— start of INPUT MATERIAL —

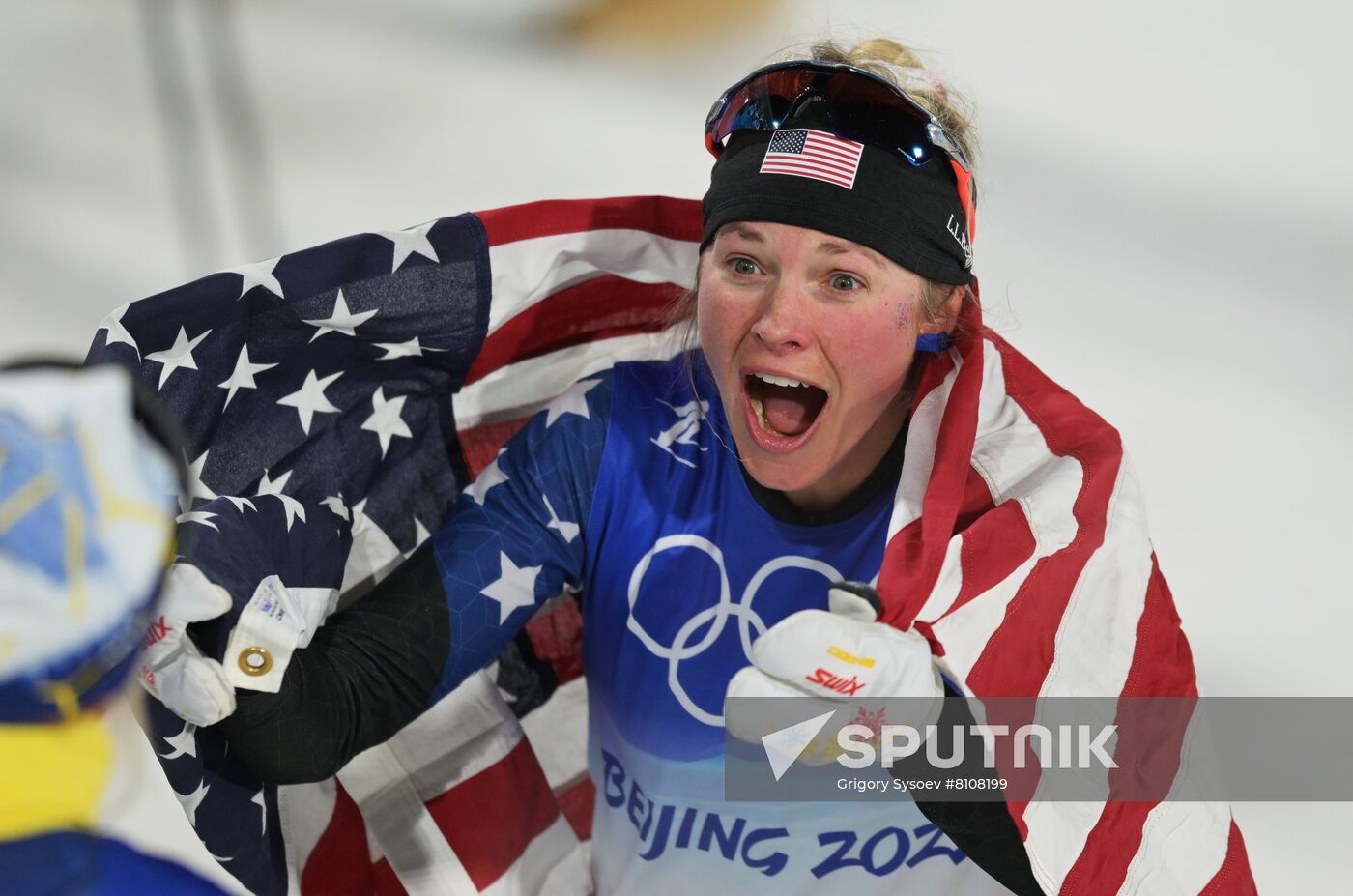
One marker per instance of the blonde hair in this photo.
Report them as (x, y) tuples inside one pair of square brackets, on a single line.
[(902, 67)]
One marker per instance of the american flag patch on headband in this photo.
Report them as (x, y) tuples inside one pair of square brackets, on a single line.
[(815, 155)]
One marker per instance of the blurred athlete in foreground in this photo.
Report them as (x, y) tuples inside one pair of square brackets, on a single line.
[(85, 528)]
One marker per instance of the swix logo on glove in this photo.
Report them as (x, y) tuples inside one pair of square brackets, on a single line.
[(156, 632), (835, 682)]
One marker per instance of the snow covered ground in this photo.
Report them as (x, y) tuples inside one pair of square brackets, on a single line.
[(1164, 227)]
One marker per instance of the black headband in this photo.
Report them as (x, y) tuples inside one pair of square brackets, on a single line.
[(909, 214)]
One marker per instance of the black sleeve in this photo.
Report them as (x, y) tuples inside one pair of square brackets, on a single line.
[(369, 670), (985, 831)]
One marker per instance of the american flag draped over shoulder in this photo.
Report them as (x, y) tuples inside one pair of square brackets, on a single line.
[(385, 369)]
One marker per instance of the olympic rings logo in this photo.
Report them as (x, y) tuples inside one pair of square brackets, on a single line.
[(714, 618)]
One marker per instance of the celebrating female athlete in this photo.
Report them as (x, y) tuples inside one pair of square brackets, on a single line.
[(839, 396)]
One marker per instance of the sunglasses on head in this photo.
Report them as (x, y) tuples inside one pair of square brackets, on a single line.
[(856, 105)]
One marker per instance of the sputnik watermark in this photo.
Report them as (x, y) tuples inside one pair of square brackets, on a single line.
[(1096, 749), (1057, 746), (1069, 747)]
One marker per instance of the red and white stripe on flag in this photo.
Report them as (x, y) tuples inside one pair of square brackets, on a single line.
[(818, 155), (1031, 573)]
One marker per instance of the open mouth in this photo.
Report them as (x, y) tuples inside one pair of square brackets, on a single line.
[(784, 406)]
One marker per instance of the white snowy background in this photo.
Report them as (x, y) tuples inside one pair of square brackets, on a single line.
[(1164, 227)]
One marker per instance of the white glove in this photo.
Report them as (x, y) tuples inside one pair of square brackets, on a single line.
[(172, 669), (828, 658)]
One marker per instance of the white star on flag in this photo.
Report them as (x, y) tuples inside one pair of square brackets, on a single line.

— end of INPUT MATERIAL —

EXERCISE INSTRUCTIONS:
Write out all the records again, swapping "in this photo" for "in this image" each time it appears and keeping everything else the same. Leave the pictures out.

SOLUTION FOR THIS TASK:
One marker per instance of the blonde hair in this image.
Report them as (x, y) tuples inside one pair of square brackets, on a single line.
[(902, 67)]
One marker per instance of the american flag patch on headband in this image.
Report them as (x, y) tuples inside one pair of square brackets, on a single line.
[(815, 155)]
One marker per instance of the blurred athlete in foreground in this image.
Report them as (x, y) tuples inside one pair of square brackets, on a single line.
[(85, 528)]
One marker per instance of the swix logo on glove in this image.
Report them as (x, y) tuples inside one pair of square brackets, on a single line.
[(156, 632), (835, 682)]
One marker per instance of the snow covered ground in this image.
Report them as (x, y) tuples inside one pair of square brackets, on a single line.
[(1164, 227)]
One marker per instance of the black headband in this image.
Report them as (x, y) tuples inside one pair of square brackets, on a single line.
[(909, 214)]
One marker per instance of the black sleeve in this image.
Report them as (x, y) tuples inside one pair of square brackets, on a single line.
[(369, 670), (985, 831)]
One marker per instance of the american flag draped over shoulder in this image.
Report them as (x, y) tuples inside one pair of square brackets, on a single line.
[(385, 369)]
One marker per instance of the olympic rings logo in this image.
Report them as (x, y) tuples inside one pair of square brackets, on a single line.
[(714, 618)]
One marker per instance of the celebrating female athlete in this image.
Report them as (x, y) tuples inside one pair of square brackets, on a single line.
[(839, 396)]
One marker per instance of the sunglasses on head in this image.
Report them as (x, y) tuples inside one pair of square brackets, on a single line.
[(856, 105)]
One marker per instance of the sputnik watermark in this image.
Report them as (x, y) tuples inside one pair of square brackets, on a single line.
[(1096, 749), (1057, 746), (1069, 747)]
One marker per instance of the red and white stripe on flag in this image.
Report them as (x, y) tuples inside one pair of square brackets, on a single line.
[(818, 155), (1031, 573)]
One marker per instance of the open mouth in this image.
Report them as (x, y) tuples inside one pair of square brackets, on a single line.
[(784, 406)]
One marker per instance of the white snowy background in this image.
Report them as (x, y) tuples inside one pair of square brackets, on a single line.
[(1164, 227)]
One marker per instance of the white glove in this image.
Report them as (x, y) tuples inside one pair of square brackets, on a single line.
[(172, 669), (828, 658)]
One marker per instance of the white star on flag in this image.
Report them as (x, y) tuples inside one pair of square brackets, on a single line.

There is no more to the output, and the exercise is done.